#### [YOUR INSTRUCTIONS]
Take the line that contains "of the woman's" and each line after it in the material below, and transcribe them exactly, stopping at the end.

RECORDS SUPPLIED START

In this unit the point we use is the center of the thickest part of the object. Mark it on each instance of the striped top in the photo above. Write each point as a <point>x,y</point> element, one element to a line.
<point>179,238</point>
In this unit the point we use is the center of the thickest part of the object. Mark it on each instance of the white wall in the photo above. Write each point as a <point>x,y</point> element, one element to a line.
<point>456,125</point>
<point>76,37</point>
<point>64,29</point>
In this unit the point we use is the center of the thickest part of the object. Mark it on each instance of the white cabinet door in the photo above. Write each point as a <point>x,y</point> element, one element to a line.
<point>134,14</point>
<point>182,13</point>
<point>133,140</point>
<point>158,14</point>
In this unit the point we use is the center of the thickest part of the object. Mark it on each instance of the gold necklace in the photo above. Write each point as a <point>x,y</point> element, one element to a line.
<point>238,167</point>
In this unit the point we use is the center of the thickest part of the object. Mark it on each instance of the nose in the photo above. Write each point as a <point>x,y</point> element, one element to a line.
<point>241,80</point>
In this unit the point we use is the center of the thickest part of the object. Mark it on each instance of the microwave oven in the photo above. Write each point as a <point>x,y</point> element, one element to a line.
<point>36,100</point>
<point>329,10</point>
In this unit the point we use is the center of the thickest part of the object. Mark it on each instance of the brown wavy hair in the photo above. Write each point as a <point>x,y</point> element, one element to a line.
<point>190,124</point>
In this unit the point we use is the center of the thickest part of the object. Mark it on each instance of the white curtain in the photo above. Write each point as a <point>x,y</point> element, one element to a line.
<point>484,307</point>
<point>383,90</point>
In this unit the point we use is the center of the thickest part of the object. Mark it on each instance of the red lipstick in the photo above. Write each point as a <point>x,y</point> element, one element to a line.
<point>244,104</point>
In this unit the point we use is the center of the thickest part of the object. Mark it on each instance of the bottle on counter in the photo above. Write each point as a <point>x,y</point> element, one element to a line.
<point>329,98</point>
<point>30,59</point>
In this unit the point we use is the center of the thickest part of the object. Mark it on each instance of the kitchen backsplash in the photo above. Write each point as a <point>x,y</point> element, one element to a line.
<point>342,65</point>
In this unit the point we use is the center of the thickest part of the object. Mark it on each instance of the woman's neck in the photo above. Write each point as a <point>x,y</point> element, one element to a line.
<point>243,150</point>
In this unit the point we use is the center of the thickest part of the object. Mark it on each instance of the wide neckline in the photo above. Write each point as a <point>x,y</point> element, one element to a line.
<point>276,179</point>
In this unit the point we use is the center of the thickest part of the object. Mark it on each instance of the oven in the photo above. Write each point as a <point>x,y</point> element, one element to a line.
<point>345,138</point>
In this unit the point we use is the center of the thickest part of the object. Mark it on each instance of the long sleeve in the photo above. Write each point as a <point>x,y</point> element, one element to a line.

RECORDS SUPPLIED END

#### [SOLUTION TO THIS TASK]
In this unit the point we use is the center of the thickest part of the object. Mark it on each instance of the woman's neck in the photo above. Write each point as a <point>x,y</point> element, one element to a line.
<point>243,150</point>
In this unit the point we use is the center of the thickest part of the object. Mark it on each instance of the wide neckline in the photo above. Write each point as a <point>x,y</point> element, one element to a line.
<point>276,179</point>
In this unit the point we use is the center of the thickest part of the object. Mark it on each instance of the oven in the photo above. Write each point as a <point>x,y</point> element, one element to a line.
<point>345,138</point>
In this unit the point we use is the center of the thickest part of the object. Mark it on each instance of the long sleeve in the photo above. Write each point as a <point>x,y</point> element, one element to a line.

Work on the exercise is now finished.